About me

My name is Shukai Gong (龚舒凯). I received my B.S. in Data Science from Renmin University of China in 2026, where I was advised by Prof. Hongteng Xu and Prof. Feng Zhou. I’ll begin my MPhil in Computer Science at Peking University in Fall 2026, advised by Prof. Daquan Zhou.

My current research interest lies in AIGC and Embodied AI. For potential collaboration, please feel free to reach out to me via gongshukai0511[at]gmail.com

News

2026.05: StableVLA has been accepted by ICML 2026.
2025.09: TPP-SD has been accepted by NeurIPS 2025.
2025.01: USPTO-LLM has been accepted by WWW 2025.

**Data extract**
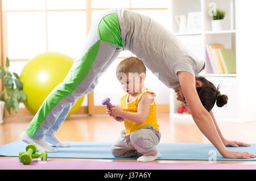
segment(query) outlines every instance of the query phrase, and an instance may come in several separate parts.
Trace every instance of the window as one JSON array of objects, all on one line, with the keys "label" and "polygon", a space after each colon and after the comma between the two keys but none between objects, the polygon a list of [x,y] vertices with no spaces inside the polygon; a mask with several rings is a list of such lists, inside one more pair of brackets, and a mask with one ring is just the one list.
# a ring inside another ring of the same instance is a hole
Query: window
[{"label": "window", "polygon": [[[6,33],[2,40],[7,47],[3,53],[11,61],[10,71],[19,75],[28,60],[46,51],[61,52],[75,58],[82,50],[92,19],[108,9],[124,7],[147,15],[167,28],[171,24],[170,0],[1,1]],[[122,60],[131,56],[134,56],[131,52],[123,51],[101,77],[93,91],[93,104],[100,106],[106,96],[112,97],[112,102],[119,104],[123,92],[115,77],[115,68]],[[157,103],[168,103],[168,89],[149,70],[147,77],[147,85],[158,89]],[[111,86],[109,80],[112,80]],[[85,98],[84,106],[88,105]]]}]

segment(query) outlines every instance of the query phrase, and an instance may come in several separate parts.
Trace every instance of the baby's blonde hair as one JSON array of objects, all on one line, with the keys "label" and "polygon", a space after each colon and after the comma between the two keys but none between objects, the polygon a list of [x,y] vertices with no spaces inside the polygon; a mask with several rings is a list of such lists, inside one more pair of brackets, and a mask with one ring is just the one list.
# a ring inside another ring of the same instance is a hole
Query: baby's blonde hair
--
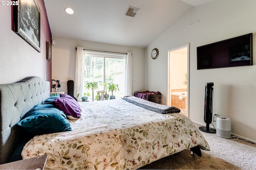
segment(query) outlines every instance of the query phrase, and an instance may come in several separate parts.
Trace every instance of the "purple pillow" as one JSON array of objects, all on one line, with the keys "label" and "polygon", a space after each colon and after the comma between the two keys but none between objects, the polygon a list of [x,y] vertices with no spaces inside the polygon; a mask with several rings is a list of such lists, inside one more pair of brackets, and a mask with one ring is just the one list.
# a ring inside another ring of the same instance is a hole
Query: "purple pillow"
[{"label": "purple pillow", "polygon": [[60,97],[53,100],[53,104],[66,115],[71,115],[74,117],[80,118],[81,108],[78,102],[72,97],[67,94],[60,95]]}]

**Work instruction A**
From the about-me page, set down the stretch from "My name is Shukai" through "by ICML 2026." word for word.
**Work instruction B**
Answer these questions from the about-me page:
(i) Which university granted the B.S. in Data Science?
(ii) At which conference was TPP-SD accepted?
(iii) Who will advise the MPhil in Computer Science?
**Work instruction C**
List every work that the about-me page reports as accepted at a conference.

**Response A**
My name is Shukai Gong (龚舒凯). I received my B.S. in Data Science from Renmin University of China in 2026, where I was advised by Prof. Hongteng Xu and Prof. Feng Zhou. I’ll begin my MPhil in Computer Science at Peking University in Fall 2026, advised by Prof. Daquan Zhou.

My current research interest lies in AIGC and Embodied AI. For potential collaboration, please feel free to reach out to me via gongshukai0511[at]gmail.com

News

2026.05: StableVLA has been accepted by ICML 2026.

**Response B**
(i) Renmin University of China
(ii) NeurIPS 2025
(iii) Prof. Daquan Zhou

**Response C**
StableVLA, TPP-SD, USPTO-LLM